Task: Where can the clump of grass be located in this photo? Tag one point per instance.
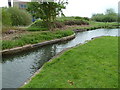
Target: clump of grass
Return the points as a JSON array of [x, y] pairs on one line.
[[92, 65], [35, 37]]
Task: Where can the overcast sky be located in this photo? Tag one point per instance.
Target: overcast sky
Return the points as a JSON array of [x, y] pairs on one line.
[[83, 8]]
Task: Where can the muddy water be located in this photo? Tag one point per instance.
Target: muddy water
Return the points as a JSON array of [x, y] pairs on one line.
[[16, 69]]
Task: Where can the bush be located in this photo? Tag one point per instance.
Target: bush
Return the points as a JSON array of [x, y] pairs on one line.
[[76, 22], [58, 24], [109, 16], [6, 20], [19, 17]]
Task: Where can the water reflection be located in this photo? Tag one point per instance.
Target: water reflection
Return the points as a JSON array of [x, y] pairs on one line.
[[18, 68]]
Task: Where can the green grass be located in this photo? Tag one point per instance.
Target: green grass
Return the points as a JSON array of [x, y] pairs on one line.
[[35, 37], [92, 65]]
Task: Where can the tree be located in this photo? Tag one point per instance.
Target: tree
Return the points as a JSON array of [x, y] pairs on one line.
[[47, 11], [109, 16]]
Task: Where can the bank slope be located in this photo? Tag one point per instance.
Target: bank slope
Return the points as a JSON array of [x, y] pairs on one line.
[[92, 65]]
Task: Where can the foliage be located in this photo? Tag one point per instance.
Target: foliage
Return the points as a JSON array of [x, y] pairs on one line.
[[47, 11], [6, 20], [19, 17], [76, 22], [92, 65], [34, 37], [59, 23], [109, 16]]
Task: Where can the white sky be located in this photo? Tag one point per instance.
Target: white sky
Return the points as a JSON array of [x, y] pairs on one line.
[[83, 8]]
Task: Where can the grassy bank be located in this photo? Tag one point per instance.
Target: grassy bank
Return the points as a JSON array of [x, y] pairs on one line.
[[92, 65], [34, 37]]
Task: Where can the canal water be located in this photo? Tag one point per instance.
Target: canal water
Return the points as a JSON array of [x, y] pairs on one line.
[[16, 69]]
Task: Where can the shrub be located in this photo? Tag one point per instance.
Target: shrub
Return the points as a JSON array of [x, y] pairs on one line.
[[58, 24], [19, 17], [76, 22], [6, 20]]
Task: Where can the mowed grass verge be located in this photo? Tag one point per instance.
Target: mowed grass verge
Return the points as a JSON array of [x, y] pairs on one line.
[[91, 65], [35, 37]]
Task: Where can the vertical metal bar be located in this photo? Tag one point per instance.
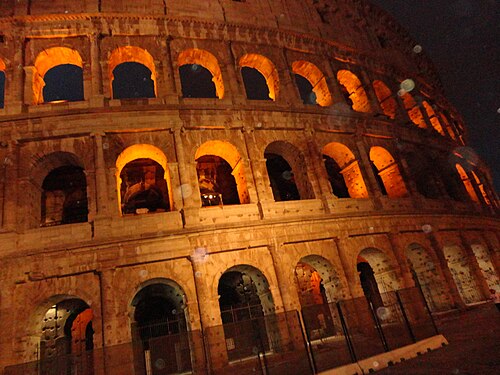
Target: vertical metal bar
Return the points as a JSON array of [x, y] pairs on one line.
[[405, 317], [347, 335]]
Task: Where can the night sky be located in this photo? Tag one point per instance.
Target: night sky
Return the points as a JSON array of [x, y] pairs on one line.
[[462, 38]]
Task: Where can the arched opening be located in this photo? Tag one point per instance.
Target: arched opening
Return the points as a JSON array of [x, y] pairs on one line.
[[159, 329], [244, 300], [2, 84], [424, 176], [353, 91], [487, 269], [58, 76], [143, 181], [318, 285], [200, 74], [66, 341], [132, 80], [385, 98], [221, 174], [427, 278], [433, 118], [482, 188], [413, 110], [343, 172], [311, 83], [387, 173], [377, 275], [143, 188], [132, 73], [260, 77], [467, 183], [64, 196], [287, 172], [464, 278]]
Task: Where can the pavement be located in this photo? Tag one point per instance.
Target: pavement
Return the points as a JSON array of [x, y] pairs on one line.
[[474, 345]]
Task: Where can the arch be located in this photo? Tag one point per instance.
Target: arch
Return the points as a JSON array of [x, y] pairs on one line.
[[49, 59], [385, 98], [131, 54], [427, 277], [317, 80], [463, 275], [482, 189], [229, 154], [413, 110], [377, 274], [433, 118], [195, 56], [247, 309], [2, 83], [137, 152], [388, 173], [467, 183], [265, 67], [349, 169], [287, 172], [160, 325], [353, 91], [485, 264]]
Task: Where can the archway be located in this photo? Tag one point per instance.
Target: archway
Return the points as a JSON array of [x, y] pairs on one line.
[[287, 172], [66, 341], [343, 172], [246, 307], [377, 275], [132, 73], [159, 329], [260, 77], [200, 74], [487, 269], [413, 110], [221, 174], [59, 75], [427, 278], [387, 172], [64, 196], [354, 93], [143, 180], [312, 84], [318, 286], [462, 273], [385, 98]]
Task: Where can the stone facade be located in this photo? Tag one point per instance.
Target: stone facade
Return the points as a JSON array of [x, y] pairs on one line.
[[416, 198]]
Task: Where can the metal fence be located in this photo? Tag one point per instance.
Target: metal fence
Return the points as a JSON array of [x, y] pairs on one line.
[[319, 338]]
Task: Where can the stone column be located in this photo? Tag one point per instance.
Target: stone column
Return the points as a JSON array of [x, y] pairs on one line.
[[399, 253], [474, 265], [443, 263]]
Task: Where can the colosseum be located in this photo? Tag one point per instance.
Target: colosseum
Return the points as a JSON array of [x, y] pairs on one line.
[[229, 186]]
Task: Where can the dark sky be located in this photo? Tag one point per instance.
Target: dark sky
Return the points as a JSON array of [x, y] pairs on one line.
[[462, 37]]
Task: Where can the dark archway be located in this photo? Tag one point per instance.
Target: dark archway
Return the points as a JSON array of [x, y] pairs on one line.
[[255, 84], [64, 196], [143, 188], [132, 80], [63, 83], [197, 82]]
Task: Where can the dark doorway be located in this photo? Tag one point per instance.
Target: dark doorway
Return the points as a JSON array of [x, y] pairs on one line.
[[132, 80], [196, 82], [255, 84], [63, 83], [282, 178]]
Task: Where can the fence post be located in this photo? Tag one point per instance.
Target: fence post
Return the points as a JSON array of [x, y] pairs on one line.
[[347, 336], [305, 337], [405, 317]]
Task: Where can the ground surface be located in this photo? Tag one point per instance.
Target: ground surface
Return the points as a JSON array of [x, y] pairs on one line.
[[474, 338]]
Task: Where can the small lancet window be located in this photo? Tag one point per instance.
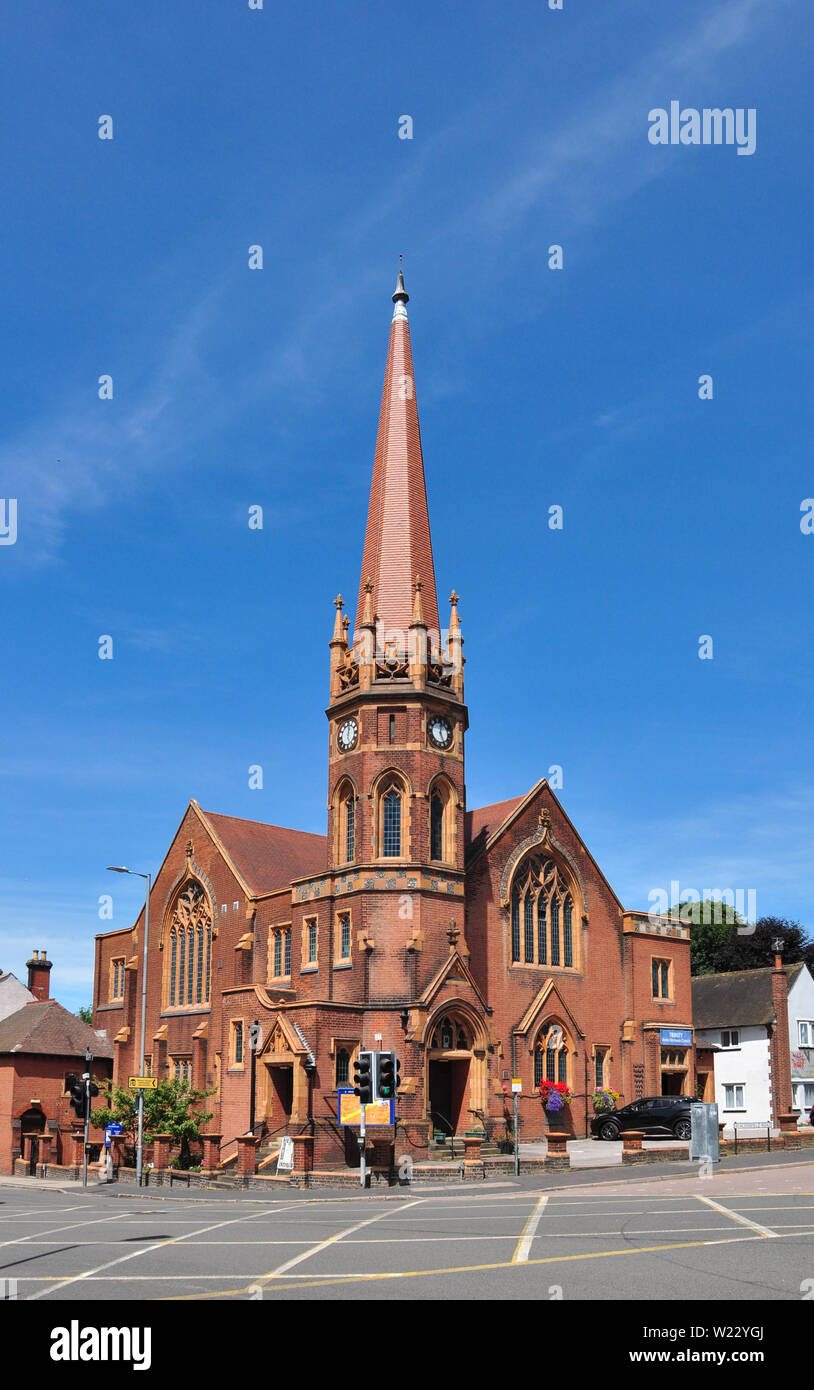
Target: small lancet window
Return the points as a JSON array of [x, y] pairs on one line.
[[436, 826], [391, 823]]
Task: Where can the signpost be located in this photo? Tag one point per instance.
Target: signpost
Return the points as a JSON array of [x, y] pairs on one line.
[[371, 1100], [516, 1091], [285, 1162], [704, 1132]]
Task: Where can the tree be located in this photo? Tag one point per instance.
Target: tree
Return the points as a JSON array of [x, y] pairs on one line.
[[721, 941], [711, 925], [752, 950], [168, 1109]]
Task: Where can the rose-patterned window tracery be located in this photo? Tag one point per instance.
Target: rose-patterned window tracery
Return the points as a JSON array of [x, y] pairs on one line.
[[541, 895], [190, 943]]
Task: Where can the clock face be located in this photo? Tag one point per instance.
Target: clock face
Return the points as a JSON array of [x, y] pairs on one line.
[[347, 734], [441, 731]]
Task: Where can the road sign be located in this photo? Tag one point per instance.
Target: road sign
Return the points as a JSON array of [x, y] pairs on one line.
[[285, 1162], [349, 1111]]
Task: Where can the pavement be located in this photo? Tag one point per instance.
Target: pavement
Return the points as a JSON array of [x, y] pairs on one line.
[[596, 1153], [742, 1233]]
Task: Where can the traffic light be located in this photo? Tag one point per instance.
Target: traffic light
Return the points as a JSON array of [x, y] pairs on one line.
[[386, 1076], [75, 1089], [364, 1077]]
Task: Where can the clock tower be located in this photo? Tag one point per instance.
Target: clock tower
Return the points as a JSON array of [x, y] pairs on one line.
[[397, 719]]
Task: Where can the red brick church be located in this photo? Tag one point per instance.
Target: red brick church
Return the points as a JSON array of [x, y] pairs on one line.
[[481, 944]]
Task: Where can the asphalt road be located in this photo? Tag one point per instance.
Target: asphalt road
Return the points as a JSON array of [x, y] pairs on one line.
[[743, 1235]]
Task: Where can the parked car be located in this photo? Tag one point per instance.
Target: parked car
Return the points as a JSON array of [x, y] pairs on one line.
[[653, 1114]]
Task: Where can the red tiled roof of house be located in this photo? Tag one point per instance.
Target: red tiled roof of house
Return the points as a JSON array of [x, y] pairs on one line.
[[397, 546], [270, 856], [485, 820], [52, 1029]]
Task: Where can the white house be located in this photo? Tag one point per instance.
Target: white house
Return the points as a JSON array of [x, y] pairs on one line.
[[13, 994], [753, 1023], [802, 1041]]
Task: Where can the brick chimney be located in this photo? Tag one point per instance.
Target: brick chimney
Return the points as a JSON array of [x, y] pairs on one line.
[[39, 972], [779, 1044]]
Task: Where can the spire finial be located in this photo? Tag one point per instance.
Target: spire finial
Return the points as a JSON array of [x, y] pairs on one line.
[[417, 605], [338, 628], [400, 295], [368, 616]]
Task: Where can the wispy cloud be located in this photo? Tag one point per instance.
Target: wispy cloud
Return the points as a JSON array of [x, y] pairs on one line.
[[84, 459]]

━━━━━━━━━━

PROMPT: Take the line with "Task: Where can the asphalt" and all lines after it to the last line, and reproduce them exactly.

ANSWER TO THIS EXERCISE:
Task: Where can the asphalt road be located in this photo? Tag one point per instance.
Target: asphalt road
Return the points as a JSON array of [x, y] pairs on one line.
[[743, 1235]]
Task: Where can the parked car be located in this photo? Tag one point per instance.
Target: parked car
Return the points as a JSON array of [x, y] pairs on one line.
[[653, 1114]]
Task: Where can the red tiled roof of house be located in this photo? Tag one point per instance.
Target: red tiled roof of house
Return the points as a JSON array of [x, y] pairs on one line.
[[397, 546], [270, 856], [485, 820], [52, 1029]]
Task: Where can the white house be located in this photo? Tag one point per instance.
Target: white house
Return the points as a JSON array of [x, y] pairs on one line.
[[13, 994], [753, 1023], [802, 1041]]
Task: Where can the brick chimney be located in this photo? Tag one point per instance.
Target: brick chimney
Return the points as a JSON array of [x, y] pairs on one line.
[[39, 972], [779, 1044]]
Task: Where can the spire finial be located in this photo? Tag one point per instance.
Target: spire finial
Return the points as a JSON array of [x, y] pairs on one line.
[[417, 605], [338, 628], [400, 295], [368, 616]]
Task: Where can the wispy cloud be located in this photo? Tag one point per instance.
Target: wispy cloud
Return the points as a JSON array of [x, y] pairs on one line.
[[84, 459]]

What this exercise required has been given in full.